__TEXTE FOURNI__:

--

Que Microsoft
soit victime d'un post assassin sur les forums et dans les boites
mail : il n'y a là rien de très original. Mais que ce post d'un
genre particulièrement inquiétant soit repris par un site qui a
pignon sur rue (MacPlus.org), voilà qui est plus surprenant. De
quoi est-il question exactement ? De Palladium, le système
imaginé par Microsoft pour sécuriser les PC gràce à un composant
physique installé sur sa carte mère.
Un post assez
pondéré
Le post de
Warpbackspin donne deux informations alarmistes, sur un ton
particulièrement sobre. D'une part, Palladium permettrait a
Microsoft de référencer chaque fichier présent sur une machine, et
de l'effacer si bon lui semble. D'autre part, toutes les
applications présentes sur chaque ordinateur devraient être
certifiées par Microsoft moyennant finance, sans quoi elles ne
pourraient pas tourner sous Windows.
Nous avons voulu en avoir le coeur net.
Reprenons les affirmations du post dans l'ordre : "le but [de
Palladium] est d'associer un drapeau à chaque fichier sur
l'ordinateur, avec une signature numérique informant un serveur
distant de sa nature. Si ce fichier n'est pas autorisé, le serveur
distant ordonnera à votre ordinateur de ne pas vous laisser
l'ouvrir. [...] Si Microsoft juge que n'importe lequel des documents
sur votre machine les dérange, [...] ils peuvent simplement
l'effacer ou l'altérer".
Mauvaises
intentions ?
Mensonge ou vérité ? Une FAQ
disponible sur le site de Microsoft dément : "Palladium n'a pas
de mécanisme de filtration, pas plus qu'il ne permet de rechercher
des contenus illégaux de façon proactive". Palladium n'aurait donc
pas les intentions que certains lui prêtent ? Entrons au coeur du problème...

--

__CONSIGNE A__:
D'après l'article sur Palladium, où se trouve le composant physique qui doit sécuriser les PC ?
__CONSIGNE B__:
Renvoyez à l'identique le passage de l'article sur Palladium qui va de « Reprenons les affirmations » jusqu'à « intentions ? » inclus.

--

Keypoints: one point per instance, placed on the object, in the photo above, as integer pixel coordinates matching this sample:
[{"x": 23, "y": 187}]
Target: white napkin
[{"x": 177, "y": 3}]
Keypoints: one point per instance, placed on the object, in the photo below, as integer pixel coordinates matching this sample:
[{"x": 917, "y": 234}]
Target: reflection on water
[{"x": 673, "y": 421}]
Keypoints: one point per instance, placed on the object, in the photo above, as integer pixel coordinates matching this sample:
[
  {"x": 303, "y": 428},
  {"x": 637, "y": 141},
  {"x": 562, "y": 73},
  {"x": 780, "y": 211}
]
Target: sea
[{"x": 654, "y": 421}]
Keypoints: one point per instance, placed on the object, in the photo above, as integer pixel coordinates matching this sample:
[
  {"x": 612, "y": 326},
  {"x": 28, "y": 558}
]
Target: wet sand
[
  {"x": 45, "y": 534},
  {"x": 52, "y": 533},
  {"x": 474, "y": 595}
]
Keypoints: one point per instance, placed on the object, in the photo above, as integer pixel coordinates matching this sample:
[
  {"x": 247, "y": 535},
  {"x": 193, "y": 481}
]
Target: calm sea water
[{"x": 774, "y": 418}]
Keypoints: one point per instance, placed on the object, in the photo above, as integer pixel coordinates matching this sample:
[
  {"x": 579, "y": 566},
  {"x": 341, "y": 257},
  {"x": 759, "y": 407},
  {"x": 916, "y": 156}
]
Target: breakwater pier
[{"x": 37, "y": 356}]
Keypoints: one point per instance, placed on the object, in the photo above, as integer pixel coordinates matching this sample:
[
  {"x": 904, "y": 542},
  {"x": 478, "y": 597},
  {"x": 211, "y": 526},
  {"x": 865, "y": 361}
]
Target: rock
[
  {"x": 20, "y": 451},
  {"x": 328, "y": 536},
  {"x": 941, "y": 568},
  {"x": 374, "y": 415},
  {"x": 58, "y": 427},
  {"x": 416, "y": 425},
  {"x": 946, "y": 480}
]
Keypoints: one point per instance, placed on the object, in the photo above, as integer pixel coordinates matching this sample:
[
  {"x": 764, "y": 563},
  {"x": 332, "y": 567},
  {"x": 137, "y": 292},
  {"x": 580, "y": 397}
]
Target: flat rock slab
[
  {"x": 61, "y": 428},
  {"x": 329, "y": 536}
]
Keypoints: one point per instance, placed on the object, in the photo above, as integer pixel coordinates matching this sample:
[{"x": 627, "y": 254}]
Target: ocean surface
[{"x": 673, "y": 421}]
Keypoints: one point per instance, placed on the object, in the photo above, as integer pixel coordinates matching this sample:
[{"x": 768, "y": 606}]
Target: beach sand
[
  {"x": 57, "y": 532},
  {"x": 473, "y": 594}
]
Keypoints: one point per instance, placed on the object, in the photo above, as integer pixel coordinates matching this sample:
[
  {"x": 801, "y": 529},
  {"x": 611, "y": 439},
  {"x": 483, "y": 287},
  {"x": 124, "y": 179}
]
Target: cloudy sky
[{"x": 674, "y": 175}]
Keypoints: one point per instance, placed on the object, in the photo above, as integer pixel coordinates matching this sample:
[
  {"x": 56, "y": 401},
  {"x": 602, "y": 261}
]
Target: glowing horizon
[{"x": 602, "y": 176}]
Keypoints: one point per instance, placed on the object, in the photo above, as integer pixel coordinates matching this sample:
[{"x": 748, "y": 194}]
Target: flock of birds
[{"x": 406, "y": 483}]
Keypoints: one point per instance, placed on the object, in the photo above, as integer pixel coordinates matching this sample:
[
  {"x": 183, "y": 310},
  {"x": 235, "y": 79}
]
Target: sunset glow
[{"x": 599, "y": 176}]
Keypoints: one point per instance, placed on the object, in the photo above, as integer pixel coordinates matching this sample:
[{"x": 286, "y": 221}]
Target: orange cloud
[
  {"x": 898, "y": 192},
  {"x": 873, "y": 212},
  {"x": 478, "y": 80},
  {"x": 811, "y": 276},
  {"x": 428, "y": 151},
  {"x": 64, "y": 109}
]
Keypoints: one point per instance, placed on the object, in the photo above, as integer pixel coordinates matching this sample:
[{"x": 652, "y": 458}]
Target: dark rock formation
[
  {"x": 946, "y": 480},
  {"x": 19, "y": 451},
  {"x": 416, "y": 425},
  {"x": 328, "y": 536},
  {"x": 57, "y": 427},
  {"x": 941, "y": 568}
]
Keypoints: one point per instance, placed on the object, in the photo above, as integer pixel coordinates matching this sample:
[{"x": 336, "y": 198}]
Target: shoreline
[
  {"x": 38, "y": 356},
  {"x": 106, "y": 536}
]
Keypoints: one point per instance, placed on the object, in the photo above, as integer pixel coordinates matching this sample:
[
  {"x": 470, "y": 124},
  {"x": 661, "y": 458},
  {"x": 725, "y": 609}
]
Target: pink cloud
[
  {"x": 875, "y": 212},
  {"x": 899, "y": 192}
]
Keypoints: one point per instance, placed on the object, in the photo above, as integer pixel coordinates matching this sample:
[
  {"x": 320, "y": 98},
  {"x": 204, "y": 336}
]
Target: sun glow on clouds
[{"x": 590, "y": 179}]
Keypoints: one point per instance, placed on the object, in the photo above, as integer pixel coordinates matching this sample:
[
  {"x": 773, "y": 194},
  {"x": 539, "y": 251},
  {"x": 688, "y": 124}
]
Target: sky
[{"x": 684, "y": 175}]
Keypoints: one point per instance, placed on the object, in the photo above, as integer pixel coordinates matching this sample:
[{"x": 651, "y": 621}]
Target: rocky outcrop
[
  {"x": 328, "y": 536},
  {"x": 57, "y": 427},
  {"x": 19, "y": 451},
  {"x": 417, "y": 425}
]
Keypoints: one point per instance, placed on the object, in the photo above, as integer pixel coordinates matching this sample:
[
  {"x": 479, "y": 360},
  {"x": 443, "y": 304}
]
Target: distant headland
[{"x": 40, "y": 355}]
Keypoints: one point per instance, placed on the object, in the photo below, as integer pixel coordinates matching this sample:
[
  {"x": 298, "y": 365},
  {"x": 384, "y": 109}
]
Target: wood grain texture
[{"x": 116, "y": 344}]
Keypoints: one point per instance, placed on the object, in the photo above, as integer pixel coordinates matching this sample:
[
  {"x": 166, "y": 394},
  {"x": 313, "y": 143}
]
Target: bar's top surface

--

__RÉSULTAT FINAL A__:
Il est installé sur la carte mère.

__RÉSULTAT FINAL B__:
Reprenons les affirmations du post dans l'ordre : "le but [de
Palladium] est d'associer un drapeau à chaque fichier sur
l'ordinateur, avec une signature numérique informant un serveur
distant de sa nature. Si ce fichier n'est pas autorisé, le serveur
distant ordonnera à votre ordinateur de ne pas vous laisser
l'ouvrir. [...] Si Microsoft juge que n'importe lequel des documents
sur votre machine les dérange, [...] ils peuvent simplement
l'effacer ou l'altérer".
Mauvaises
intentions ?